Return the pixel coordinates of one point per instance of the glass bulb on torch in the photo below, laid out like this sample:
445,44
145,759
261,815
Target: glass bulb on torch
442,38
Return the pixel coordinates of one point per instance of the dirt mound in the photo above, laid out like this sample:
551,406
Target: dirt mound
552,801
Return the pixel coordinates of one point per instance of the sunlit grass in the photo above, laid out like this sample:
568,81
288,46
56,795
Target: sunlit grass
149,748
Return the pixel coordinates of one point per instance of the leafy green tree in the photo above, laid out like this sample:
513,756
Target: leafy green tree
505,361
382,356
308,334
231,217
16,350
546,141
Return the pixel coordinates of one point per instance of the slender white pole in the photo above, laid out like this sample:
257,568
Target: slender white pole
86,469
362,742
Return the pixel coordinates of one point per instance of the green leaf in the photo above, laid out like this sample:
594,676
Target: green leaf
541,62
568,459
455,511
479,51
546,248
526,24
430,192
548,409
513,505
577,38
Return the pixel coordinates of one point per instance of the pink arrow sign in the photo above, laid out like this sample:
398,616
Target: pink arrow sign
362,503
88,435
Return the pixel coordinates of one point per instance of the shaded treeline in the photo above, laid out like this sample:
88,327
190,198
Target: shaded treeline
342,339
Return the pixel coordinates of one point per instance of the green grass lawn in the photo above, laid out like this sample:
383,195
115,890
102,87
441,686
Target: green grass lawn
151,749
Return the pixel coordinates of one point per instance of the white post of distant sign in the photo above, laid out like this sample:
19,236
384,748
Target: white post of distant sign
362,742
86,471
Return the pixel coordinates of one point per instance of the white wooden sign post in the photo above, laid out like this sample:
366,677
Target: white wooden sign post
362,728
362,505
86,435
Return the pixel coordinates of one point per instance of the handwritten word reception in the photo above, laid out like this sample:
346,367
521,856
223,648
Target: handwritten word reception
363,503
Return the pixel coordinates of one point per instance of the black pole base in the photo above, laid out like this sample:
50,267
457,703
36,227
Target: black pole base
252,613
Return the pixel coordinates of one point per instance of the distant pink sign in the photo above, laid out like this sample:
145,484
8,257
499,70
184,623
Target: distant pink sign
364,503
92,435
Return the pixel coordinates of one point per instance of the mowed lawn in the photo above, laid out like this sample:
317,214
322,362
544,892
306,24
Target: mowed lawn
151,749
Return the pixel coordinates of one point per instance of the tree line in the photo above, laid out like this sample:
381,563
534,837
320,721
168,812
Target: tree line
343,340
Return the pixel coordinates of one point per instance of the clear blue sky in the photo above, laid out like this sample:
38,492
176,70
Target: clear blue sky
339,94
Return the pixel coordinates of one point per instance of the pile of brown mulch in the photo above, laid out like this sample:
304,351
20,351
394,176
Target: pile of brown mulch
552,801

=== Work to complete ===
Transcribe all entries word for word.

=== Result of this task ===
Return the pixel coordinates of one point per instance of the glass bulb on torch in the photo below, laid out like this sample:
445,44
145,759
261,815
Target: glass bulb on torch
442,38
Return the pixel coordinates of one point per instance of the dirt mound in the photo above, laid out like this sample:
551,406
Target: dirt mound
552,801
Return the pixel coordinates of one point per instance of the sunlit grass in the photo above, laid out like this sample:
568,81
288,46
56,795
Target: sunlit grass
149,748
Return the pixel coordinates of one point per instance of the leafy green tree in the photo above, laid out like this sample:
513,756
Target: leafy green tree
505,361
382,356
308,334
231,217
16,350
546,141
Return the pixel coordinates of one point per instance of the slender white pole in the photo above, laid out like this sample:
257,568
Target: slender white pole
86,469
362,742
Return the pixel coordinates of one point per instance of the green leaf in the photo above, laid out like this sample:
594,676
Target: green leaf
541,62
568,459
455,511
479,51
546,248
526,24
430,192
548,409
513,505
577,38
Return the pixel coordinates of one point per instance of the pink arrow sign in the photo above, laid out like this sample:
398,616
Target: pink arrow sign
362,503
88,435
Return the pixel coordinates of one point per instance of the shaded treeline in the photo above, laid out like this sample:
88,327
190,198
Target: shaded treeline
342,339
Return the pixel coordinates of one point per instance of the green grass lawn in the photo above, laid out like this sample:
383,195
115,890
102,87
441,686
Target: green grass lawn
151,749
Return the pixel coordinates of one point per instance of the white post of distant sign in the photo above, laid out like this sample:
19,236
384,748
Target: white post of distant sign
362,742
86,471
Return the pixel coordinates of one point per instance of the white wooden sign post in the photo above, laid out like this sample:
366,677
Target: white wooden sign post
362,728
362,505
86,435
Return the pixel coordinates of one point per instance of the handwritten word reception in the photo above, laid out like this sample:
346,367
521,856
223,648
Target: handwritten word reception
363,503
Return the pixel coordinates of one point per instance of the black pole base in the photo above, laid out like this sample:
50,267
457,703
36,227
Target: black pole base
252,613
Return the pixel coordinates of one point per instance of the distant pink sign in the photo above, laid out like this sample:
145,484
8,257
499,70
184,623
Target: distant pink sign
364,503
92,435
Return the pixel coordinates of one point per instance of the mowed lawn in the photo above, laid out like this sample:
317,214
322,362
544,892
306,24
Target: mowed lawn
151,749
Return the pixel coordinates of one point per instance of the tree line in the photo above, laid out like this sample:
381,563
534,837
320,721
168,812
Target: tree line
343,340
Return the pixel coordinates of one point per instance of the clear blue sky in the photo above, laid out like this sample:
38,492
176,70
Target: clear blue sky
339,94
Return the pixel coordinates of one point per instance of the pile of brown mulch in the photo above, laid out like this sample:
304,351
20,351
394,176
Target: pile of brown mulch
552,801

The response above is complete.